**Text section**
┄┄┄┄┄┄┄┄┄┄

My husband and me met at our workplace many years back. We were not really good friends cause he was definitely not my type; but later when he seemed to be getting more involved with me cause he liked me and was always talking, was very consoling and helpful - especially during a bad phase of life. I had a major break up with my ex and most people at work knew about it - cause we were even planning on getting married few years down. But my ex wanted me to give him money, and after marriage he wanted me to quit my job and be at home everyday. I loved him to the core but it was just not working out. And my husband (then my friend) always helped me sort of issues and was around me. After a year from the breakup, my friend (husband) wanted to marry me , but I was not sure. But gave in to it cause my ex kept calling me and threatening me to get back to him.

┄┄┄┄┄┄┄┄┄┄

**Material provided**
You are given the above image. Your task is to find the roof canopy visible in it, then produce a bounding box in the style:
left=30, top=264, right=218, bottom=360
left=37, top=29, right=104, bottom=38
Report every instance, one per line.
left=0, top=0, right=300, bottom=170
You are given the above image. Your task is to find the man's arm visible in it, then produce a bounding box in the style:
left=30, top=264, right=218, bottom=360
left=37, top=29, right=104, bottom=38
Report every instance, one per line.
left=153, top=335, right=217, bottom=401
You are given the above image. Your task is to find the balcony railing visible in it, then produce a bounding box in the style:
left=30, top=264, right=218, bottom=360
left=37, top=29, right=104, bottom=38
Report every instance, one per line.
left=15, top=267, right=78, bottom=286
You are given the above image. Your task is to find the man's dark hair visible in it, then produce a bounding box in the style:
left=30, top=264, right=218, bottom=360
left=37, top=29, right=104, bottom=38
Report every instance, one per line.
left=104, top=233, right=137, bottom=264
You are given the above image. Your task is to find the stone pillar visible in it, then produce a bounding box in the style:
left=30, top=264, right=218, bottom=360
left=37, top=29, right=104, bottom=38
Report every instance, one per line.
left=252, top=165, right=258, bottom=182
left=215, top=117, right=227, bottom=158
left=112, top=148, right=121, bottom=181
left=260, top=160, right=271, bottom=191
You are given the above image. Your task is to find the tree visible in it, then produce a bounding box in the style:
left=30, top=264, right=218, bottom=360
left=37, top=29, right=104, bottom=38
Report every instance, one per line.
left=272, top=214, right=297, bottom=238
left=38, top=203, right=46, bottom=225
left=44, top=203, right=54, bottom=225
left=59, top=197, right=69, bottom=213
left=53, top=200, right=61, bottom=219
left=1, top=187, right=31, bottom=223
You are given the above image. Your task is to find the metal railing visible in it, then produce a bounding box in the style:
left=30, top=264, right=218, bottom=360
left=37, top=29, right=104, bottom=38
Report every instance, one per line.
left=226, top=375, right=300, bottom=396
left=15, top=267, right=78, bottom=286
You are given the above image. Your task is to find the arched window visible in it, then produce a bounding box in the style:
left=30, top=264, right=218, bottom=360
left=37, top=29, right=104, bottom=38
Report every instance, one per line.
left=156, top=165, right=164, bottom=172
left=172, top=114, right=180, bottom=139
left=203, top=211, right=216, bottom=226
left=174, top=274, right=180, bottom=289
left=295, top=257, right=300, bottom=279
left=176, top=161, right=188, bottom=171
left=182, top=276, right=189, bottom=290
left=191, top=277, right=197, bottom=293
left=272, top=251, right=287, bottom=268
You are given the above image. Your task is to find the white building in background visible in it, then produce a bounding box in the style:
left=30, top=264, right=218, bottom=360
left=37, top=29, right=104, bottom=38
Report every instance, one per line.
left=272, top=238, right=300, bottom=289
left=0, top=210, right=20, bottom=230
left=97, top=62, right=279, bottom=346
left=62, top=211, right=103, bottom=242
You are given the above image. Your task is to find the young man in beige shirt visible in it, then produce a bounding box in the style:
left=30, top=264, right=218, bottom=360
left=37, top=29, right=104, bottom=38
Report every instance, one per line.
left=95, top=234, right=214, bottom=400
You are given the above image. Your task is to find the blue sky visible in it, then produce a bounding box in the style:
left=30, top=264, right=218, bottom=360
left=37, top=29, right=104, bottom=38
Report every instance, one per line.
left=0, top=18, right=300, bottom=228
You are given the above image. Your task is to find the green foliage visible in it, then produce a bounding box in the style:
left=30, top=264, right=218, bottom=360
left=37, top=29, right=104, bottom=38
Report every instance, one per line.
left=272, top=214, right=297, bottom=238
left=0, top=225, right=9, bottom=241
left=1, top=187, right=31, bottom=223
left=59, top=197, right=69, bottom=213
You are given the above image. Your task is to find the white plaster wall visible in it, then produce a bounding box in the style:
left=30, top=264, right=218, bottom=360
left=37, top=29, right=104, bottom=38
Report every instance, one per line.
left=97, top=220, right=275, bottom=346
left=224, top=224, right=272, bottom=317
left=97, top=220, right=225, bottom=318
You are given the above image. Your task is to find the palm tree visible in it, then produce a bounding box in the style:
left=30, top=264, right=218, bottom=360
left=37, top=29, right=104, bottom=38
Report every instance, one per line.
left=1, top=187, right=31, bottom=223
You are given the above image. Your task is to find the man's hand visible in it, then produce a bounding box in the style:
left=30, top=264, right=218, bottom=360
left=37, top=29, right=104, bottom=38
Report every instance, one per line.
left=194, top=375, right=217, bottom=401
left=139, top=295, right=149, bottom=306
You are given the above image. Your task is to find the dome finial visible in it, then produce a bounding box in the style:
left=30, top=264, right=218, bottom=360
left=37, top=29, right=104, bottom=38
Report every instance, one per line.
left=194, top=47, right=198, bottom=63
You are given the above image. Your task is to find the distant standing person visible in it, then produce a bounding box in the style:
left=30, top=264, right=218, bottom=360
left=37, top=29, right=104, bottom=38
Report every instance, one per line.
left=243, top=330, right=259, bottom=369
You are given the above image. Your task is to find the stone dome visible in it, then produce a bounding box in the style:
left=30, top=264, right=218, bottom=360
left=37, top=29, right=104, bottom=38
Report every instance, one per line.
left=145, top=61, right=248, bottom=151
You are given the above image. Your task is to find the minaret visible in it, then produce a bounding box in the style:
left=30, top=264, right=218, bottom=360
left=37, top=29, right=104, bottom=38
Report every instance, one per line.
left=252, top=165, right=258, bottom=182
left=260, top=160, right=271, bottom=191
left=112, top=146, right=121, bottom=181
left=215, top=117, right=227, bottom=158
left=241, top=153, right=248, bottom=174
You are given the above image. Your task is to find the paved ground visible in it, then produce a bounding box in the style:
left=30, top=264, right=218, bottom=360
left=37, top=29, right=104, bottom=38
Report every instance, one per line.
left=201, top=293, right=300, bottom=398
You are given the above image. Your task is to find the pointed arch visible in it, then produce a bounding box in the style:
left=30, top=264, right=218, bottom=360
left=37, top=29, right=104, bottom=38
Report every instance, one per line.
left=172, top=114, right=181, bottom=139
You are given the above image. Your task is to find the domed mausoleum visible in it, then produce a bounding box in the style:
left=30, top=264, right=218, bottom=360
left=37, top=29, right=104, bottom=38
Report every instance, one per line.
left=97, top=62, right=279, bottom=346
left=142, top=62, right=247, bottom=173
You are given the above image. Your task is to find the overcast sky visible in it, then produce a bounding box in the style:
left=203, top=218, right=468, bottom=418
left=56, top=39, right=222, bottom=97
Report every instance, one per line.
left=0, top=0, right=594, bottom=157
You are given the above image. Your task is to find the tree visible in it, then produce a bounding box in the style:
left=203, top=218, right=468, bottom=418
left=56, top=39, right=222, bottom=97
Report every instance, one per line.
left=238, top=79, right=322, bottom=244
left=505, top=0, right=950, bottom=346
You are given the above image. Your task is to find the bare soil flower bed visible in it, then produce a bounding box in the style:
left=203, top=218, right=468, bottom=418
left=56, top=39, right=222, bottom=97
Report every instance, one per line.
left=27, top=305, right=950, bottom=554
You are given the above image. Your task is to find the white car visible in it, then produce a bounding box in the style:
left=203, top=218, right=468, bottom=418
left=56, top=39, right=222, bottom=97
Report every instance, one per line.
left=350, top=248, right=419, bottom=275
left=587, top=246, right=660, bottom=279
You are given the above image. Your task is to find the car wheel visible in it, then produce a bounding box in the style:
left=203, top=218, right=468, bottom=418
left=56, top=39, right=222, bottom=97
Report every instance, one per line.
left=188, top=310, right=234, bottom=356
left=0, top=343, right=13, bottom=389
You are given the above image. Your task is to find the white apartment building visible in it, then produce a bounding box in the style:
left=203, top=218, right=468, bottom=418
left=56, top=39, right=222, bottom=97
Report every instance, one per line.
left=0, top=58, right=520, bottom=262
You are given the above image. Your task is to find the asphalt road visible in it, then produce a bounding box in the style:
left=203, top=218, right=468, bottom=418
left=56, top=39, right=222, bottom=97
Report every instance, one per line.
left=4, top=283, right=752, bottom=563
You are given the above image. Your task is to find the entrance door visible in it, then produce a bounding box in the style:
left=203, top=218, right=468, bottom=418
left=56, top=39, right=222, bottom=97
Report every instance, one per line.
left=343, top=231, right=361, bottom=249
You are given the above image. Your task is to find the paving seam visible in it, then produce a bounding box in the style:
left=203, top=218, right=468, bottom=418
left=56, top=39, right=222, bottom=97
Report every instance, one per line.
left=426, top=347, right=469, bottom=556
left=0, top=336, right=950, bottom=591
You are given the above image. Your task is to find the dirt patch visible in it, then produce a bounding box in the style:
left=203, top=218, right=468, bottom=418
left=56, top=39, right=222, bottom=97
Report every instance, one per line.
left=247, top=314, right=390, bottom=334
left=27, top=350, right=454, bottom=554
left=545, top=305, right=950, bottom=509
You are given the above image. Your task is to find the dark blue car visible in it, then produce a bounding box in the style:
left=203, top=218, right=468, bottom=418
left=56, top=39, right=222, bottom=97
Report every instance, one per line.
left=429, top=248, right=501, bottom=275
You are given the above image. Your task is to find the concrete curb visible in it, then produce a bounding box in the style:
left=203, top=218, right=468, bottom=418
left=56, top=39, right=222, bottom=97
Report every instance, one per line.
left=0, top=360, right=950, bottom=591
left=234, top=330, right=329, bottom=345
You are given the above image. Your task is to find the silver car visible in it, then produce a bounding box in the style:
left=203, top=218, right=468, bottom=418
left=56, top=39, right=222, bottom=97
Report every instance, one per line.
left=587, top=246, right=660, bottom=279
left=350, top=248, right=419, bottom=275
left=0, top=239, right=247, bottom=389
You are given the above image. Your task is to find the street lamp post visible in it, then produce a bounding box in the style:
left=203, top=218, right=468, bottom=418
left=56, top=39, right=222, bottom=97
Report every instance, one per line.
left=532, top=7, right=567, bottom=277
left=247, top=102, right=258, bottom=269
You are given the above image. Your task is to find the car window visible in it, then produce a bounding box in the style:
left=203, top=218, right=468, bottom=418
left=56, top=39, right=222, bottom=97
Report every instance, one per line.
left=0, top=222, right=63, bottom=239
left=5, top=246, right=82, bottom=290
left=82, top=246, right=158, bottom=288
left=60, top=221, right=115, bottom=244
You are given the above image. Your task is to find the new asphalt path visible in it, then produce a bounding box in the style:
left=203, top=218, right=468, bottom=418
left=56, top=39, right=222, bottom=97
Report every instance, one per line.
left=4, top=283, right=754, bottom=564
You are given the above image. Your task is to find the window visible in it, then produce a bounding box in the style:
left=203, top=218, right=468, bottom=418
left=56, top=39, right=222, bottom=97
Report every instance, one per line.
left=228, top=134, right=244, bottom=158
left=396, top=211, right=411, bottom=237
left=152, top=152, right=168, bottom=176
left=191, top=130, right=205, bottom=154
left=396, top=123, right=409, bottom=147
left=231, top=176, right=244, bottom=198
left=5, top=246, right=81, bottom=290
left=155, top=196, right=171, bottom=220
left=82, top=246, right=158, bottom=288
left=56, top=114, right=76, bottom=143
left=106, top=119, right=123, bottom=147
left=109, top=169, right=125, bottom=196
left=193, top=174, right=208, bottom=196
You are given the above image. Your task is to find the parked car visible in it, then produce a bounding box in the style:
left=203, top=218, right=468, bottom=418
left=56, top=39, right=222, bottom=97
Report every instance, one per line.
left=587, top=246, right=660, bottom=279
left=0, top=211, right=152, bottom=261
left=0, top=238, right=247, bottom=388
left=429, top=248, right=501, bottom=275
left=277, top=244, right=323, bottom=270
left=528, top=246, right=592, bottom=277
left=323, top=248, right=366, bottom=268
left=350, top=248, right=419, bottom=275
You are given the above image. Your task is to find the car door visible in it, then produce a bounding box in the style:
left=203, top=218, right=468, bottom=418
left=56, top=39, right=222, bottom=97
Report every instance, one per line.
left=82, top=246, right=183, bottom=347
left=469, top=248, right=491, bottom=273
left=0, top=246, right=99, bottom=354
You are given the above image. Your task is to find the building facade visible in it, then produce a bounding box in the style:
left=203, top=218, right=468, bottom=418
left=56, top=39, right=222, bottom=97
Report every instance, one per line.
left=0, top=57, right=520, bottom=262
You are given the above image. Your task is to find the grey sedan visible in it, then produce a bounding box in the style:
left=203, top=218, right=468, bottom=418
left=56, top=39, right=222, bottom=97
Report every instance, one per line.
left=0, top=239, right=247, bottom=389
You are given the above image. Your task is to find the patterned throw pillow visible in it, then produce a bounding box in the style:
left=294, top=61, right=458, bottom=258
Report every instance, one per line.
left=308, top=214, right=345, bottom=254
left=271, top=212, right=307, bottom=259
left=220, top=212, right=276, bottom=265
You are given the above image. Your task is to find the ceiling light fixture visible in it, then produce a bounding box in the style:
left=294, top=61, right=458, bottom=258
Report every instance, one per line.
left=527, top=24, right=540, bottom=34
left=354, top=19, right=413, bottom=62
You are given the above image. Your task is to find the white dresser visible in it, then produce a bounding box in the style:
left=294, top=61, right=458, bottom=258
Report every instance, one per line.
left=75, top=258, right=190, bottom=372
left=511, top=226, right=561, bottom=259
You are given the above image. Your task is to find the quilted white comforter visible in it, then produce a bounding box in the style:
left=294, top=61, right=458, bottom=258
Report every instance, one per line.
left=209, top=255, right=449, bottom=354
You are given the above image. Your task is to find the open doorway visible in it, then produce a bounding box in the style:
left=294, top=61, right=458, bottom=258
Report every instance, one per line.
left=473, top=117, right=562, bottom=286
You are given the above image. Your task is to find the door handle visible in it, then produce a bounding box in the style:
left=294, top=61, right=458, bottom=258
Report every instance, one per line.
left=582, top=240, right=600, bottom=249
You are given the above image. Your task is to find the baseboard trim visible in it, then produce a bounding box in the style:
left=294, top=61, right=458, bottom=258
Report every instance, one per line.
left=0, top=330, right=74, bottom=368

┄┄┄┄┄┄┄┄┄┄

**Problems to solve**
(a) In the account of meeting a husband at work, what did the ex want the writer to do after the marriage?
(b) For each statement, say whether it agrees with the account of meeting a husband at work, and quote the words from the account that decide it. (i) The writer and the future husband were good friends from the start. (ii) The ex wanted money from the writer. (iii) The friend asked to marry the writer right after the breakup.
(c) Carry on the account of meeting a husband at work from the point where it stops.

**Responses to the exercise**
(a) The ex wanted the writer to quit the job and be at home every day.

(b)
(i) No: "We were not really good friends cause he was definitely not my type"
(ii) Yes: "my ex wanted me to give him money"
(iii) No: "After a year from the breakup, my friend (husband) wanted to marry me"

(c)
Me and my husband had a first few years of decent marriage life with the usual ups and downs. Then 6 years later I was pregnant and was super happy! I was worried about complications and needed help from my mom but his parents wanted to come over and stay with us cause my parents were not able to make it. That period was a massive turnover for me when I realized that he just loved me enough till I had a child.
He and his parents literally isolated me after child birth by treating me almost like “we only need you to feed the baby and wake up at night to handle the cries” and they kept judging everything I did, anything I cooked, anything I said. They didn’t want me participate in house buying discussions, they didn’t want me to drive how I wanted to handle my child’s upbringing. To make it worse my mom in law brainwashed him saying he shouldn’t take any responsibility of the child during the night feeding or night crying activities and it’s solely mom who should do that. My husband obeyed and slept through the night. Once when I woke him up when my son was crying cause I had pain in my post pregnancy stitches he literally was irritated saying “ I don’t think you’re the only one going through this pain really, just saying” and he was bugged that I asked him for help at 2am in the night.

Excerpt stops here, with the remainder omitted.